State how many lines in the entries below include the string "wooden", and give nothing beyond that number.

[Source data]

::::::::

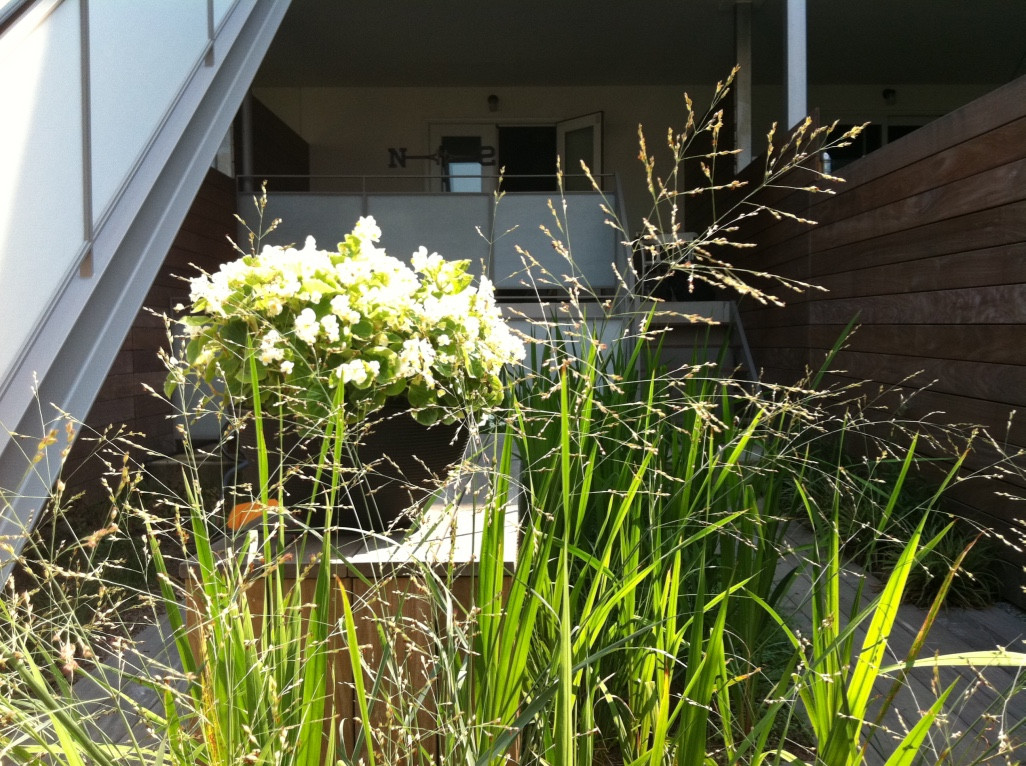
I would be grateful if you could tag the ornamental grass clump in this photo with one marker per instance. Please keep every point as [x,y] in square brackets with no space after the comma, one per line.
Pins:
[356,319]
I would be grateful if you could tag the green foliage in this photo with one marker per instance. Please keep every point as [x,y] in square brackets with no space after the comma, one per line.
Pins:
[644,618]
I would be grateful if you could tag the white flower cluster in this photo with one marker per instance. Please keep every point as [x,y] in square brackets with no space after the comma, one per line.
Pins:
[314,320]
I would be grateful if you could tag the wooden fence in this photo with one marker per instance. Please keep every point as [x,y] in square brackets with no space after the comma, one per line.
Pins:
[925,245]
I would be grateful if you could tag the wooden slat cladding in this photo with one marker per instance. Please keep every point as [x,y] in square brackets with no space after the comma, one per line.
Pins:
[925,244]
[123,403]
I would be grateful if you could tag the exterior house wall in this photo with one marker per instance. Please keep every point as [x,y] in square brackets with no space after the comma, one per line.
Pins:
[925,244]
[350,130]
[123,402]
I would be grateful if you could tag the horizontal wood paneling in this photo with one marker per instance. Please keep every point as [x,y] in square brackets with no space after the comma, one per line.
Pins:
[926,245]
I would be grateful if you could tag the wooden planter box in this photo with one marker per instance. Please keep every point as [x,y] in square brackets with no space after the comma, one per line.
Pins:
[385,580]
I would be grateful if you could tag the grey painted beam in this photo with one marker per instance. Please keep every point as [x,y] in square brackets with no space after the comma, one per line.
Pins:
[80,337]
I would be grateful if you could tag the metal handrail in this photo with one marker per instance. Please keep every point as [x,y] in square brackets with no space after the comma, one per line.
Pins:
[252,179]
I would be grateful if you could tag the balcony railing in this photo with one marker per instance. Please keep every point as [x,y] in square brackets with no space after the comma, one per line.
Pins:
[503,238]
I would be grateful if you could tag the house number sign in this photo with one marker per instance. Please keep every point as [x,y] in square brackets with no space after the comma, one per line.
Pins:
[398,157]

::::::::

▶ **Output**:
3